* BEGIN Stored rows *
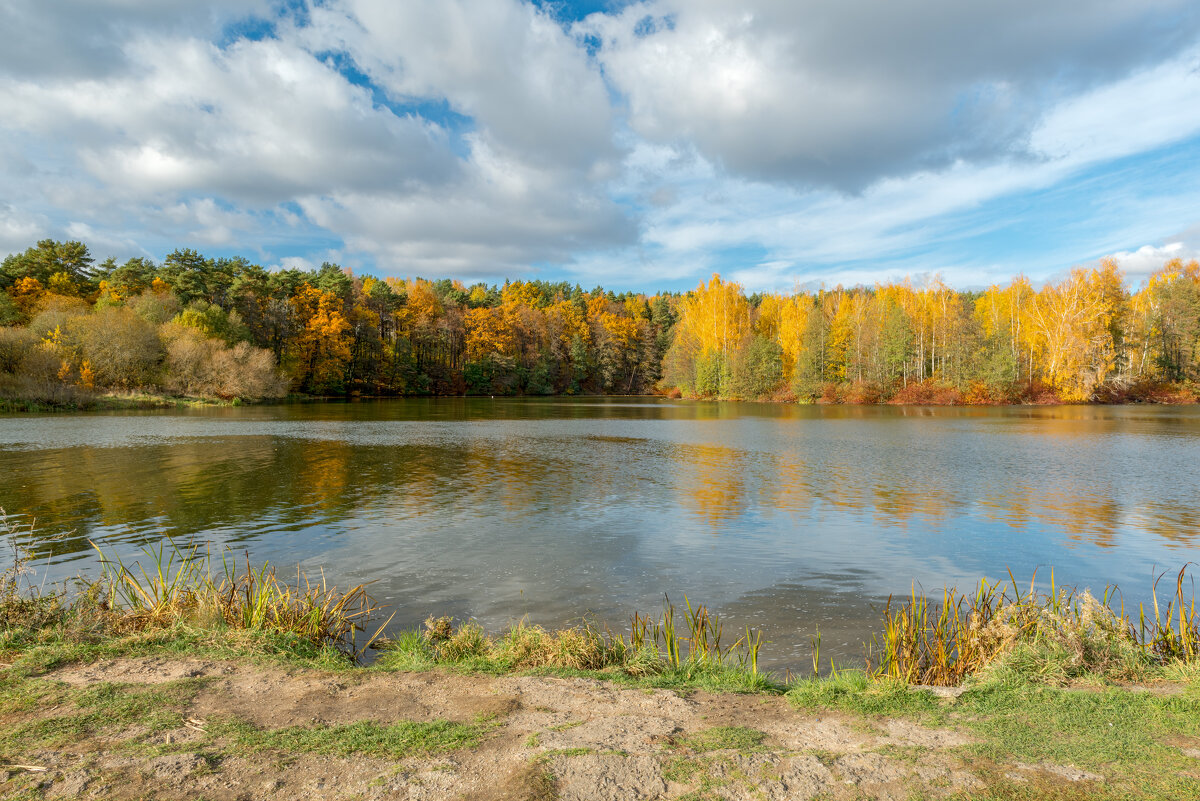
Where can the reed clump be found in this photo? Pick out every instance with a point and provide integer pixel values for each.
(169, 588)
(673, 642)
(181, 586)
(1054, 636)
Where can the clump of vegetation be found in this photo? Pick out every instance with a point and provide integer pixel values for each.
(1054, 636)
(174, 589)
(655, 646)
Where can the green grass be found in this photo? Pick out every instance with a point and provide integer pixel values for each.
(364, 738)
(855, 691)
(724, 738)
(1121, 734)
(100, 710)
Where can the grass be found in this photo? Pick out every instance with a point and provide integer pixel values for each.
(363, 738)
(657, 654)
(1057, 636)
(723, 738)
(1128, 736)
(73, 716)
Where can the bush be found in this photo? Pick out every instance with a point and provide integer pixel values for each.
(209, 368)
(928, 392)
(121, 348)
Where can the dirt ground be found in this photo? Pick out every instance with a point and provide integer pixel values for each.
(545, 738)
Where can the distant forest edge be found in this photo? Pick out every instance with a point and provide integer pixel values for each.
(229, 329)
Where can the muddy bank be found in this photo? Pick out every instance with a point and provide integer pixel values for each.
(214, 733)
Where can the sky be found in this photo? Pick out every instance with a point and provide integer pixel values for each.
(640, 145)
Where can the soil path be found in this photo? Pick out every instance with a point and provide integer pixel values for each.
(544, 738)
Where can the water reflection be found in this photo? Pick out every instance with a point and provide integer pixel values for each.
(790, 516)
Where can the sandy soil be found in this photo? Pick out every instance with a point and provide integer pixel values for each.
(571, 739)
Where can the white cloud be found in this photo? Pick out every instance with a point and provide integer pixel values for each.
(845, 94)
(1150, 258)
(773, 139)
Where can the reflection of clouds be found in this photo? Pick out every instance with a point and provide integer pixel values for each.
(556, 509)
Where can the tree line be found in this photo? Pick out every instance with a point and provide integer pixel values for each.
(1086, 337)
(229, 327)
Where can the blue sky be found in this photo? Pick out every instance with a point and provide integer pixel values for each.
(631, 144)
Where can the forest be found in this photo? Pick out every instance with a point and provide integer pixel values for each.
(226, 327)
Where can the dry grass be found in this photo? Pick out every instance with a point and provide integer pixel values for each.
(181, 586)
(671, 642)
(1056, 636)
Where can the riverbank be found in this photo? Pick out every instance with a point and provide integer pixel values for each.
(178, 717)
(185, 682)
(114, 402)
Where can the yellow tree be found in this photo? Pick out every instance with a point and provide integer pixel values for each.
(714, 323)
(322, 347)
(1073, 326)
(793, 320)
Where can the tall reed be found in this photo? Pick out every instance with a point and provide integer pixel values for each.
(933, 642)
(180, 585)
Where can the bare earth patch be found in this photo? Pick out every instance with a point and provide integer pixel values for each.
(540, 739)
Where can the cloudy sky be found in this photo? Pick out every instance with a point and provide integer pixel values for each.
(641, 145)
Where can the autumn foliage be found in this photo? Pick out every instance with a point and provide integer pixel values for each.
(227, 327)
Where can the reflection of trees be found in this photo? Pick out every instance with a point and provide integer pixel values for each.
(711, 482)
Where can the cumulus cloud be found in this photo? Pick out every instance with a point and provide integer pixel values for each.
(775, 140)
(1149, 258)
(849, 92)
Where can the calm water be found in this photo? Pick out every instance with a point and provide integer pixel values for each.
(781, 517)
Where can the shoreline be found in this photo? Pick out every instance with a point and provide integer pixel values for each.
(147, 401)
(209, 722)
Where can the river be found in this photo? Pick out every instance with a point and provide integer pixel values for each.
(781, 517)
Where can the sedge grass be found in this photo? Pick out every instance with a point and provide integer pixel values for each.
(180, 585)
(1059, 634)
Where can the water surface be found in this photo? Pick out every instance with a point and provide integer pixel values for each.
(784, 517)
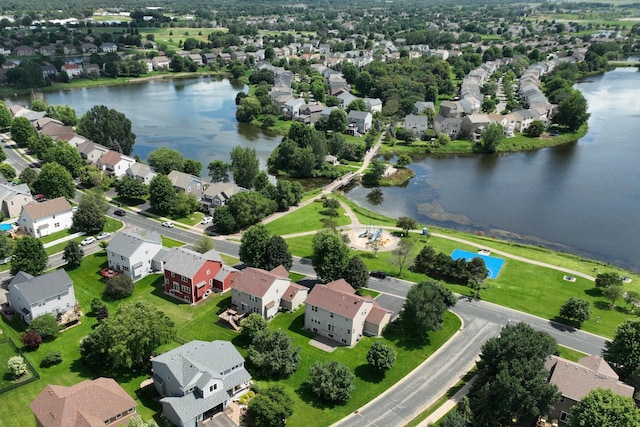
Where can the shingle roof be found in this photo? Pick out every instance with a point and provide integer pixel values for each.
(125, 243)
(34, 289)
(88, 403)
(38, 210)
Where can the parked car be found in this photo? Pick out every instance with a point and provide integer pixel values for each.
(378, 274)
(88, 241)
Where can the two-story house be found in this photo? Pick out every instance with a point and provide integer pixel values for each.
(336, 312)
(31, 296)
(186, 183)
(197, 380)
(43, 218)
(254, 290)
(132, 254)
(188, 275)
(95, 403)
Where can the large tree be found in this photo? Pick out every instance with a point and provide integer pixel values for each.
(90, 216)
(512, 382)
(270, 408)
(162, 195)
(423, 310)
(602, 407)
(108, 127)
(245, 166)
(29, 256)
(572, 111)
(129, 337)
(330, 255)
(54, 181)
(623, 352)
(274, 354)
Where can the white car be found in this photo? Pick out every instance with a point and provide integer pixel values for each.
(88, 241)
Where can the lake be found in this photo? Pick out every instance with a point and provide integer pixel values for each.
(582, 198)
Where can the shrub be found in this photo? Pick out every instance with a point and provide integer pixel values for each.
(51, 358)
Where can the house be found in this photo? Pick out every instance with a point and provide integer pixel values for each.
(255, 290)
(32, 296)
(95, 403)
(188, 275)
(416, 124)
(361, 119)
(374, 105)
(40, 219)
(13, 198)
(219, 193)
(114, 163)
(187, 183)
(336, 312)
(576, 379)
(132, 253)
(141, 172)
(197, 380)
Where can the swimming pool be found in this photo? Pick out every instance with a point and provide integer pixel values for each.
(493, 264)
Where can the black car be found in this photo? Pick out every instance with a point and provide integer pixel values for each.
(378, 274)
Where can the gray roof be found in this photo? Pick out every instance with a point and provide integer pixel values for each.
(34, 289)
(186, 262)
(125, 243)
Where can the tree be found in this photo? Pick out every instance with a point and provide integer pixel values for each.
(603, 407)
(605, 280)
(131, 188)
(119, 286)
(535, 129)
(331, 381)
(330, 255)
(356, 273)
(252, 325)
(253, 245)
(54, 181)
(17, 366)
(576, 309)
(22, 130)
(512, 383)
(164, 160)
(273, 354)
(381, 356)
(406, 223)
(277, 253)
(90, 216)
(204, 244)
(31, 339)
(162, 195)
(572, 111)
(46, 325)
(29, 256)
(270, 408)
(424, 308)
(623, 352)
(491, 137)
(129, 337)
(73, 254)
(107, 127)
(219, 171)
(245, 166)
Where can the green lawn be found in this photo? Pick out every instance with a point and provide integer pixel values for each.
(308, 218)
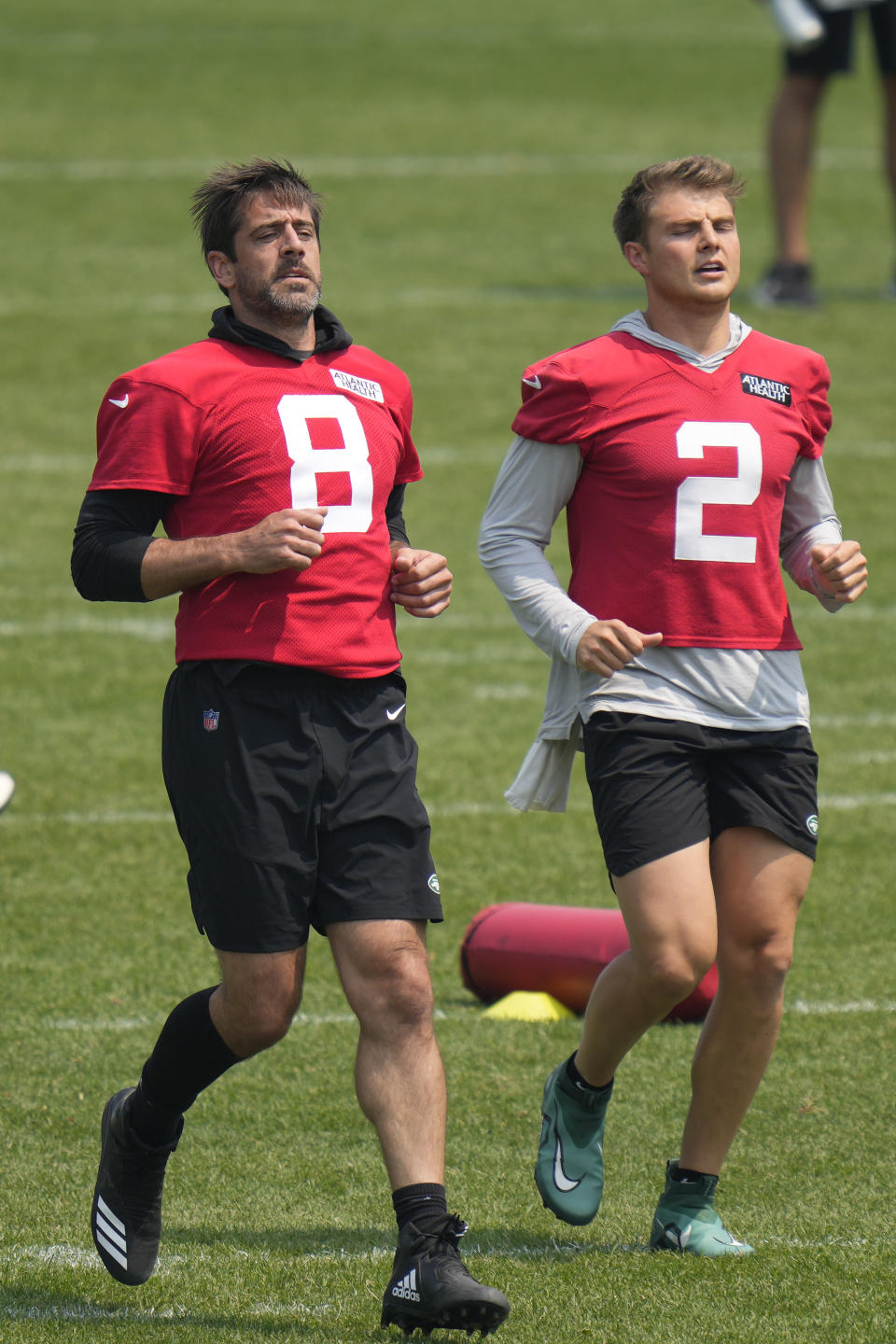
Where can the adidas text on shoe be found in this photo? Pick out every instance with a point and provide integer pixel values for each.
(687, 1221)
(125, 1219)
(431, 1288)
(568, 1169)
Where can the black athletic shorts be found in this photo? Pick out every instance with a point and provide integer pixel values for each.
(834, 52)
(294, 794)
(660, 785)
* END Stored rows *
### Your instructions
Copy each line above precisely, dropping the pictures.

### Worked solution
Where can the reed clump be found in this photo? Pick out every instance with a point and provide integer pixel values for each.
(169, 588)
(673, 642)
(181, 586)
(1054, 636)
Where can the clump of vegetation be found in this photo? Pick out every instance with a point and provide integer pixel values for each.
(1054, 636)
(174, 589)
(655, 646)
Where can the green grass be found in this photo? Pick out every instance with a point and provide integer pixel values for each.
(364, 738)
(855, 691)
(724, 738)
(1121, 734)
(100, 710)
Where can the grass be found in this photo? Pick out every instance with a point and provide integer pixel values for each.
(363, 738)
(657, 654)
(1057, 636)
(723, 738)
(1128, 736)
(73, 716)
Where can the bush be found in this photo? Pick out every instance with a point and provide integer pixel values for each.
(209, 368)
(928, 392)
(121, 348)
Where can the dirt ground be found in this photo? Pick out every instance with a point and provide integer pixel values for each.
(545, 738)
Where can the distant forest edge be found in this photo? Pick out every instance with a point and provide integer pixel values for each.
(229, 329)
Where can the muddy bank be found in this photo? Pick out every instance with a point and provide integer pixel values for each.
(214, 733)
Where can the sky be found in this photo? Pick out every instance with a point and provide integer pixel values for each.
(640, 145)
Where can the soil path be found in this photo? Pick out every instance with a point and provide integer pixel values for each.
(544, 738)
Where can the water reflection be found in this photo? Pick out every instance with a point and provide integer pixel values for each.
(790, 516)
Where can the sandy soil be found in this photo? Pick out every instance with a point and provide integer pixel values for each.
(571, 739)
Where can the white cloud be found in this photo? Pick out every instance with a point and provide integer pixel values for each.
(845, 94)
(1150, 258)
(773, 139)
Where can the reflection of clouds be found in this photo? Pick out every instance with a point and provide integer pixel values for each.
(556, 509)
Where can the tree line be found in this photo? Pick out every instance with a point and provide integer pixel values for each.
(1086, 337)
(229, 327)
Where can the blue sky be found in this photo? Pick out every instance with a point and provide integer pixel values for each.
(631, 144)
Where can the forest be found in this photo? Pick out every instance with a point and provide integer pixel values for each.
(226, 327)
Where can the dry grass be found in this photo? Pick out every instance with a point and provide integer pixel values for each.
(181, 586)
(671, 642)
(1056, 636)
Where can the riverbank be found in this photo? Pick out every instance with a point and provide integer pixel values for each.
(178, 717)
(185, 682)
(114, 402)
Where can the yellow tree be found in this photo? Pick out every instance with a point and provide integer pixel values for each.
(714, 323)
(322, 347)
(1073, 326)
(793, 320)
Where can the tall reed be found in this photo? Pick out every instance with a point and provide integer pixel values for each.
(933, 642)
(180, 585)
Where can the bare earth patch be found in this photo? Pick out every instance with a point and provide integer pixel values for each.
(540, 739)
Where can the cloudy sky be found in this photo? Pick out every instance with a point and provide integer pixel values for each.
(641, 145)
Where can the autumn foliage be found in this photo? Pick out every instance with a point and provide integer pixel values for each.
(227, 327)
Where can the reflection of trees be found in this photo? Pick out every instance with a point and provide integer pixel values for each.
(711, 482)
Where can the cumulus cloud be found in this photo? Pick out every instance with a point and provide integer pixel values for each.
(775, 140)
(1149, 258)
(849, 92)
Where can the calm water be found in this photo? Pick out every instance with a point and provide integer pixel values for each.
(781, 517)
Where can the shoreline be found in this photo? Pick out every instance with a point and provide integer pixel values for each.
(147, 401)
(209, 722)
Where can the river be found in this photo? Pick out every instance with a point and provide integer pixel values for each.
(781, 517)
Where can the sedge grass be found in this photo? Pick out every instance with a point and provide integer pixel values for each.
(180, 585)
(1059, 634)
Where can the water surface be found in this photo? Pick out every instance with a point and provide integer pixel values for each.
(784, 517)
Where can the shingle roof be found in this photo? Pick out every instance with a point and provide integer pixel values for each.
(125, 243)
(34, 289)
(88, 403)
(38, 210)
Where can the parked car be found in this photo? Pick out every instance with a point and provide integer pixel values for each.
(378, 274)
(88, 241)
Where can the two-story house be found in this photo? Pick out every instance with a point and provide integer pixel values for each.
(336, 312)
(31, 296)
(186, 183)
(197, 380)
(43, 218)
(254, 290)
(132, 254)
(188, 275)
(95, 403)
Where can the large tree be found in this photo? Pick out every instance with a point and provide integer pixel values for each.
(90, 216)
(512, 382)
(270, 408)
(162, 195)
(423, 310)
(602, 407)
(108, 127)
(245, 166)
(29, 256)
(572, 111)
(129, 337)
(330, 255)
(54, 181)
(623, 352)
(274, 354)
Where can the white car be found in this photo? Pick out every instance with a point and provide integer pixel values for each.
(88, 241)
Where can the lake be found in this photo? Pick out every instance with a point and provide integer pixel values for each.
(582, 198)
Where can the shrub be found in this photo? Pick out every instance with a point and provide integer pixel values for each.
(51, 358)
Where can the house be found in this photo? Pick out every instance with a point and provide integer pixel values for each.
(255, 290)
(32, 296)
(95, 403)
(188, 275)
(416, 124)
(361, 119)
(374, 105)
(40, 219)
(13, 198)
(219, 193)
(114, 163)
(187, 183)
(336, 312)
(576, 379)
(132, 253)
(141, 172)
(197, 380)
Where can the swimming pool be found in this photo? Pick out every instance with a point and provide integer pixel values for each.
(493, 264)
Where can the black car be found in this photo? Pick out every instance with a point and provide integer pixel values for each.
(378, 274)
Where can the gray roof be found in this photo? Pick out every instance with a point and provide integer pixel values for each.
(34, 289)
(186, 262)
(125, 243)
Where can the tree be found in this photo? Pick out every instance with a point and provide integer pixel values for each.
(603, 407)
(605, 280)
(131, 188)
(119, 286)
(535, 129)
(331, 381)
(330, 255)
(356, 273)
(252, 325)
(253, 245)
(54, 181)
(17, 366)
(576, 309)
(22, 130)
(512, 383)
(164, 160)
(273, 354)
(381, 356)
(406, 223)
(277, 253)
(90, 216)
(204, 244)
(31, 339)
(162, 195)
(572, 111)
(46, 325)
(29, 256)
(270, 408)
(424, 308)
(623, 352)
(491, 137)
(129, 337)
(73, 254)
(107, 127)
(219, 171)
(245, 166)
Where can the green lawn be found in this photo? Pick out every instance with a point and provide integer pixel values for each.
(308, 218)
Where can the adidas text on shoe be found in this photo? Pick out every instance with a point and provide integer pixel values for each.
(687, 1221)
(125, 1219)
(431, 1288)
(568, 1169)
Where can the black athletic shorts be found in this photo? Pick out every instance with a point and provide integer pixel values for each.
(834, 52)
(294, 794)
(660, 785)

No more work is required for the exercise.